Directive> Continue the essay below on Hesse's "Siddhartha" and Eurozone GDP growth from the point where it ends, ahead of the data that follows it.

++++ Passage ++++

“There is, so I believe, in the essence of everything, something that we cannot call learning. There is, my friend, only a knowledge - that is everywhere.”
Last week I was on vacation and had some time to turn off the crackberry (or iCrackberry in my case) and do some reading. Most of my reading was centered on my day job as Director of Research at Hedgeye, but I also had a chance to read some fiction, including Hermann Hesse’s classic, “Siddhartha.”
For those of you that haven’t read Hesse’s novel, it is the classic example of a man’s search for meaning and identity. In the story, the protagonist, Siddhartha, lives in the time of the Buddha and is in search of enlightenment. On this path, he forsakes his family as a teen and leaves a comfortable lifestyle to the sparse life of an ascetic that is characterized by abstaining from worldly pleasures.
Siddhartha then has an awakening of sorts and leaves the ascetics to become a trader (in this day and age he would clearly have been trading CDS), and also takes on a lover. Siddhartha then again turns his back on the materialistic world to once again return to the ascetics. Eventually Siddhartha realizes that that his “understanding” is enhanced by the collection of his experiences.
From my purview, this short novel is the classic existential angst and search for identity story. In people, this often occurs years immediately following college, but also manifests itself in the “midlife crisis.” Nation states also struggle in the search for identity. In the United States this struggle has recently been on the social side of the equation as both Republicans and Democrats have taken up the gay marriage debate with fervor, but in Europe the search for identity continues along the economic path.
This morning's GDP numbers were released for the majority of the Eurozone. In the Chart of the Day, we’ve highlighted the y-o-y GDP growth rates for the EU-27. While the architects of the euro may have envisioned a scenario where economic progress is shared across the region, the reality has proven to be much different. Clearly, Germany has been, and continues to be, the key beneficiary of the common currency. This will only continue with the euro trading below the 1.30 line versus the U.S. dollar.
In aggregate, the EU27 grew 0.0% from Q4 2011 and 0.1% from Q1 2012. This was largely driven by Germany, which grew at 0.5% sequentially and 1.2% y-o-y. Germany has benefitted from strength in its industrial sector, in particular solid results from the automakers. As a result, exports have been a meaningful tailwind for Germany.

++++ Data shown ++++

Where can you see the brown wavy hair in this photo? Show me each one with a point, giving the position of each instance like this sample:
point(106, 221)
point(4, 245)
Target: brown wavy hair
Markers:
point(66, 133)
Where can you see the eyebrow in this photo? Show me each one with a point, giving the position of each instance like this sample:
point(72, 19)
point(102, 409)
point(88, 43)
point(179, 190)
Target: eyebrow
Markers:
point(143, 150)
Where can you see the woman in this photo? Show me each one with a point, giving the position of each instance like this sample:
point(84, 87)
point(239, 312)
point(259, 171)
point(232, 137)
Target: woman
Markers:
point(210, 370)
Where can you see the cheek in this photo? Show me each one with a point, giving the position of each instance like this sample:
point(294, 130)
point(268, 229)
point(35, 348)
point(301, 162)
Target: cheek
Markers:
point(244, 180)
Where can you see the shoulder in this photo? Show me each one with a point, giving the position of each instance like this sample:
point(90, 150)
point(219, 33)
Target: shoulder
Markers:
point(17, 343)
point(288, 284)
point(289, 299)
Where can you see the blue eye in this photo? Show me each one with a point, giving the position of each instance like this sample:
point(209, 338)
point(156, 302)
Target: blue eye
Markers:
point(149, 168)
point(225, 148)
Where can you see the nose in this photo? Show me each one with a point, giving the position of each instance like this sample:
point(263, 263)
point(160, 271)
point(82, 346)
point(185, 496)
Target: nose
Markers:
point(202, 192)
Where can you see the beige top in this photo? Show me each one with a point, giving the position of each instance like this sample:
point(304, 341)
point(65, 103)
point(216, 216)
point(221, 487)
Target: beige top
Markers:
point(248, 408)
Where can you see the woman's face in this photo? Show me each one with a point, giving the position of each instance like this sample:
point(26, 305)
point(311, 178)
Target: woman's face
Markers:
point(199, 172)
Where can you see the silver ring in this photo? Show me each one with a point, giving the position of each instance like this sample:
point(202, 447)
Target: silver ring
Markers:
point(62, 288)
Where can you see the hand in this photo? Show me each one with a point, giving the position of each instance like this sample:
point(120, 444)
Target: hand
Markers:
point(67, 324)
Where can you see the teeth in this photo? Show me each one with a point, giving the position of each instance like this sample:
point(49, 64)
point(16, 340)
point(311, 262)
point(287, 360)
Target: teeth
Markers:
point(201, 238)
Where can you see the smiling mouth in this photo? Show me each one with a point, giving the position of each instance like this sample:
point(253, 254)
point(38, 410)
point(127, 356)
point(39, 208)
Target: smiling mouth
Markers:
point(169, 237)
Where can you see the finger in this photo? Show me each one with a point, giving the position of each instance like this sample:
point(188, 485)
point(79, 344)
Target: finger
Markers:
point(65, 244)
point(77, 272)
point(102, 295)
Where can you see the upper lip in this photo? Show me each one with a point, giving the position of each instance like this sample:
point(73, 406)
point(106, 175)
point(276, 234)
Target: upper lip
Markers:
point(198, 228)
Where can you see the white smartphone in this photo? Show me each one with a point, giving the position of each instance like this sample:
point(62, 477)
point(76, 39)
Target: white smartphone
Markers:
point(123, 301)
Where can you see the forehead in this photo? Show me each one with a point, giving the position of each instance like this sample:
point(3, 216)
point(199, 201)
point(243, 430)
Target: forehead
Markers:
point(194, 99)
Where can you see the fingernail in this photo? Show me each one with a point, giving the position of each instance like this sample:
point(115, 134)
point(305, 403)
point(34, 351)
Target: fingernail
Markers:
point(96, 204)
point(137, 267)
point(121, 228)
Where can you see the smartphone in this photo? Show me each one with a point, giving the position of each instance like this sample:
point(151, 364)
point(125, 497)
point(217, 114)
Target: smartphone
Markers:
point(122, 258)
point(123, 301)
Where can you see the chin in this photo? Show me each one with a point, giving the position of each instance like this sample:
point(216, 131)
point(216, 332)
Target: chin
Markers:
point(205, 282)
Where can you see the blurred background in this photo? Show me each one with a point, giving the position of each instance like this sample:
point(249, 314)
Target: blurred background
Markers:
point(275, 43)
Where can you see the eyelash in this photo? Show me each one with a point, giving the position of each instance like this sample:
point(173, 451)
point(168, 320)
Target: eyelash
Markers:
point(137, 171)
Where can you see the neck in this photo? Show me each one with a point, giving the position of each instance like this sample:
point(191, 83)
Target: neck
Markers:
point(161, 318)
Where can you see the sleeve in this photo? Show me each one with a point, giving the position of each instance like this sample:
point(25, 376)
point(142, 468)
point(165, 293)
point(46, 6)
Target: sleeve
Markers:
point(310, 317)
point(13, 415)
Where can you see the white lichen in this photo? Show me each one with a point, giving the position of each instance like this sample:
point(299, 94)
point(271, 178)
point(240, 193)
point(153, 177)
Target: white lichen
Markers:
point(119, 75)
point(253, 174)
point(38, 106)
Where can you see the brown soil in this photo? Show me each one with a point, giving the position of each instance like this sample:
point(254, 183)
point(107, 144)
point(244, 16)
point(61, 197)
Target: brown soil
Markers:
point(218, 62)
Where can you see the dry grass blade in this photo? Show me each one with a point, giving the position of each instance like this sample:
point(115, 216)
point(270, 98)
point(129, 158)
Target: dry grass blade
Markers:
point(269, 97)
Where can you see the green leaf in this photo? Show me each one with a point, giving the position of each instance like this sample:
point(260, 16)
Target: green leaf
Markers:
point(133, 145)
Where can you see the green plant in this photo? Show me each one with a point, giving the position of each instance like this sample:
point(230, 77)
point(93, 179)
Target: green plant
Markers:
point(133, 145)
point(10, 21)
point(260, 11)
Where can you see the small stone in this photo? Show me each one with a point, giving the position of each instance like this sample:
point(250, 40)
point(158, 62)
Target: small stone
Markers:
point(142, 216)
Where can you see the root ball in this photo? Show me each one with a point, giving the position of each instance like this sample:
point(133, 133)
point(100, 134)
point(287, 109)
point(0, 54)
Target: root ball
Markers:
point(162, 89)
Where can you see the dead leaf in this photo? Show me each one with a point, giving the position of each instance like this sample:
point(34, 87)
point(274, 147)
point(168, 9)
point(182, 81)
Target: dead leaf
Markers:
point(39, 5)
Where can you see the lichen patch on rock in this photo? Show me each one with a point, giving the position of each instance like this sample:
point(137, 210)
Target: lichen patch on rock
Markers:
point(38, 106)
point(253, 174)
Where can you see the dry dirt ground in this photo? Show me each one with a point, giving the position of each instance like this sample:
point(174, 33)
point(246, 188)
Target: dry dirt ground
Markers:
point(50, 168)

++++

In response>
On the disappointing end of the GDP report were France, Italy and Spain. France’s growth effectively evaporated on a sequential basis to 0.0%, and Italy was -0.9% sequentially while Spain was down -0.3% sequentially. Clearly, Europe is seeing the impact of austerity in short-term GDP growth numbers. The open ended question remains how tolerable austerity remains, especially as Germany’s economy continues to dramatically outperform its neighbors.
To answer that question, we probably have to look no further than Francois Hollande’s first action as leader of France. Specifically, immediately after being sworn in today Hollande is flying to Germany to discuss a growth pact with Angela Merkel. While Merkel has been adamant that no new sovereign debt will be issued to support growth, she too is feeling the pressure to implement policies that are, at least in perception, more pro-growth by her political opposition in Germany. The economic identity crisis in Europe continues.
The European sovereign debt markets are clearly signaling their confusion around the lack of economic identity. While they had seemingly been reacting better to certain austerity policies, many periphery yields are now trading back near all-time highs. The key market we watch, of course, is the Spanish 10-year yield which is now solidly above the rhetorically critical 6% line at 6.25% this morning.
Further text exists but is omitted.